[Trecho da página]
◇ ◇ ◇ ◇ ◇ ◇ ◇

Let it Be, de novo e finalmente

A Apple Corps. anunciou o relançamento do filme Let it Be — o original, lançado há 54 anos —, agora restaurado, remasterizado, essas “res” todas que viabilizam as arapucas para fãs em que a empresa se especializou nas últimas décadas.

A princípio não entendi direito: lançá-lo depois do excelente Get Back, de 2021, parece um anticlímax, quase um contrassenso.

Assisto de vez em quando a esse filme há mais de 40 anos. No dia 14 de dezembro de 1980, o domingo seguinte ao assassinato de John Lennon, a TV Aratu exibiu Let it Be. Era um dia nublado, abafado, depressivo. Havia visitas lá em casa e as pessoas comentavam tristes sobre o assassinato bárbaro daquele tal John Lennon, que eu nunca tinha visto mais gordo. Lembro de assistir a pedaços do filme e considerá-lo uma das coisas mais chatas que eu já tinha visto, pior que “Concertos Para a Juventude” e corrida de Fórmula 1, perfeito para completar aquele domingo trancado em casa.

Seis anos depois as coisas tinham mudado. Eu era um beatlemaníaco que agarrava com sofreguidão cada chance de ver algo novo sobre os Beatles — naqueles tempos, novidades sobre a banda eram algo suficientemente raro para transformar em um acontecimento cada nova informação, cada nova música desencavada de um disco pirata. Apareceu uma cópia em VHS, mais gasta que as frases decoradas que McCartney diz entre uma e outra canção de seus shows, e claro que eu tinha que ver.

◇ ◇ ◇ ◇ ◇ ◇ ◇

[Tarefas]
• 1. Resuma em duas frases o texto sobre o filme Let it Be.
• 2. No texto sobre o filme Let it Be, troque "Get Back" por "Abbey Road" no trecho que começa nas palavras "Let it Be, de" e termina depois de "quase um contrassenso.".

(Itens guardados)
◇ ◇ ◇ ◇ ◇ ◇ ◇

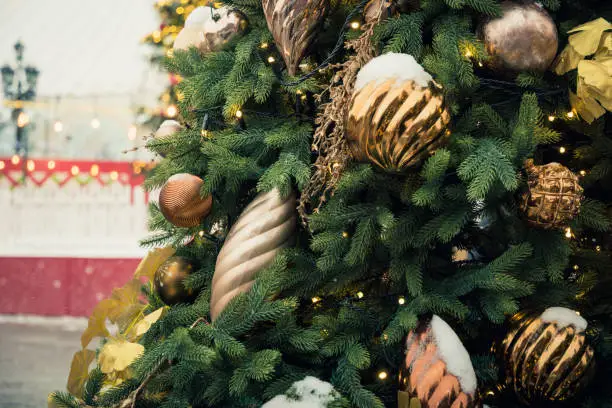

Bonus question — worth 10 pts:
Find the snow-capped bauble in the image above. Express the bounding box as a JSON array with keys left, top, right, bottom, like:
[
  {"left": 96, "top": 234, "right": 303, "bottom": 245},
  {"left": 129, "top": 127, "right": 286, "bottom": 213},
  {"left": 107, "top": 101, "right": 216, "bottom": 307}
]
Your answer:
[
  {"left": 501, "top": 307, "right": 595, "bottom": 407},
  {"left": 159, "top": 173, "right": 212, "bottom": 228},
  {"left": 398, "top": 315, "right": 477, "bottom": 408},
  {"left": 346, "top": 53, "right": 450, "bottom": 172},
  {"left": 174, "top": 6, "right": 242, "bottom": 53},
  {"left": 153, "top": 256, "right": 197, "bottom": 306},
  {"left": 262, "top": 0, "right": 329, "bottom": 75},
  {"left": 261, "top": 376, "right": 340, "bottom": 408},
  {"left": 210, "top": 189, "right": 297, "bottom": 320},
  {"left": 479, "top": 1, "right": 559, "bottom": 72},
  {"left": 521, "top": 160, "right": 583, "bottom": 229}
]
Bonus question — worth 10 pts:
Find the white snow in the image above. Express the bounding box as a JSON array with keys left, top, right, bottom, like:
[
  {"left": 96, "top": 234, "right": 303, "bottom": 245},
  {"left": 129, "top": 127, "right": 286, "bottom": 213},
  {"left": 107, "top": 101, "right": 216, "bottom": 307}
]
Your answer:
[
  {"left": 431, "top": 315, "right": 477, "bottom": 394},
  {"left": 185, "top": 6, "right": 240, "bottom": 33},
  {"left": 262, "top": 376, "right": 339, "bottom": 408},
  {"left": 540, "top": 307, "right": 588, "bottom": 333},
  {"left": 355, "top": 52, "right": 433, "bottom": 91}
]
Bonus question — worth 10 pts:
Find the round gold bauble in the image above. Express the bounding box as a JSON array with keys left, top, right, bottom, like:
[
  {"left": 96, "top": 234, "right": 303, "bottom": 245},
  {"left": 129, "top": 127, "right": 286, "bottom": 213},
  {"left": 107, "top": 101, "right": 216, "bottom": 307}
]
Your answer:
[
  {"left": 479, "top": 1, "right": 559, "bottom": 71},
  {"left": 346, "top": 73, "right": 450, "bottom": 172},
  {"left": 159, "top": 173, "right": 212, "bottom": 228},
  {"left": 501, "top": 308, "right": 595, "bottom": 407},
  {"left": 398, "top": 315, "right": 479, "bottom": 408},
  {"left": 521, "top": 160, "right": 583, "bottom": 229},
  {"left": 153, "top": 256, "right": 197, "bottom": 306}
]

◇ ◇ ◇ ◇ ◇ ◇ ◇

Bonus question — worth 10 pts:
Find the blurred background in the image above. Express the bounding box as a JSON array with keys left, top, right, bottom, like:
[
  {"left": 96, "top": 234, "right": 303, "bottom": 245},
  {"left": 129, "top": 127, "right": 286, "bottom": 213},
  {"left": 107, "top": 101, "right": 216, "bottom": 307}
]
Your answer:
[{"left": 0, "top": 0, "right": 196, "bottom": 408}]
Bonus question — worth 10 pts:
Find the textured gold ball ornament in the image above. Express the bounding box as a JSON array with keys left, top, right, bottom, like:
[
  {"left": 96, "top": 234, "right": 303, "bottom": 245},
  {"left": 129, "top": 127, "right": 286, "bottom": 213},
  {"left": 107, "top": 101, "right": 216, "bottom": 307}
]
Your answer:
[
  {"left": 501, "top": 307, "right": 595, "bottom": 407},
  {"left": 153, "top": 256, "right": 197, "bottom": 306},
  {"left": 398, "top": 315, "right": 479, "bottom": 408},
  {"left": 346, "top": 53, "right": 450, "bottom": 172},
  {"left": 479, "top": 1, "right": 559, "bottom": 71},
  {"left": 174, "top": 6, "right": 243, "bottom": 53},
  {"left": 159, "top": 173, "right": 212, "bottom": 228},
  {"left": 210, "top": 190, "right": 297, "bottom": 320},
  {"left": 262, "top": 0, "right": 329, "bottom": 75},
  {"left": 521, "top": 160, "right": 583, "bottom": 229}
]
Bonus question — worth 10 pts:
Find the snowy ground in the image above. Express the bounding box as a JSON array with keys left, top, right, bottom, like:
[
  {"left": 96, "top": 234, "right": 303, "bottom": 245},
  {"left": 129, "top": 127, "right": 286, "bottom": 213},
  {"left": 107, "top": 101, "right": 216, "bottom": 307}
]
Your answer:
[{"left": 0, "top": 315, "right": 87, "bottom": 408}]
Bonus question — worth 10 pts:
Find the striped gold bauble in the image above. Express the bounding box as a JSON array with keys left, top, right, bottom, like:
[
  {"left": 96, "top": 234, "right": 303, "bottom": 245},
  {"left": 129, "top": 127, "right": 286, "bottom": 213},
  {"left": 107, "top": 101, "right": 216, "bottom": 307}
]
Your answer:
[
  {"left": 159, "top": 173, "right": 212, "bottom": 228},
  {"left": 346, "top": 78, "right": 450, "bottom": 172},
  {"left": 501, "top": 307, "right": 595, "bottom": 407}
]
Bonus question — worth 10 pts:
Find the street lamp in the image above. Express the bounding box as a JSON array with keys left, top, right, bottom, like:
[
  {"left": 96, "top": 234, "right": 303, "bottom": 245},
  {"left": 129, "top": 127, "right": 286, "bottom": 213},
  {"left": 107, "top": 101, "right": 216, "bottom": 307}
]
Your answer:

◇ ◇ ◇ ◇ ◇ ◇ ◇

[Soluções]
• 1. A Apple Corps. anunciou o relançamento restaurado e remasterizado do filme Let it Be, lançado há 54 anos, o que de início pareceu um anticlímax depois de Get Back, de 2021. Quem escreve viu o filme pela primeira vez na TV Aratu em 14 de dezembro de 1980, logo após o assassinato de John Lennon, e o achou muito chato, mas seis anos depois, já beatlemaníaco, fez questão de vê-lo numa cópia gasta em VHS.

• 2.
Let it Be, de novo e finalmente

A Apple Corps. anunciou o relançamento do filme Let it Be — o original, lançado há 54 anos —, agora restaurado, remasterizado, essas “res” todas que viabilizam as arapucas para fãs em que a empresa se especializou nas últimas décadas.

A princípio não entendi direito: lançá-lo depois do excelente Abbey Road, de 2021, parece um anticlímax, quase um contrassenso.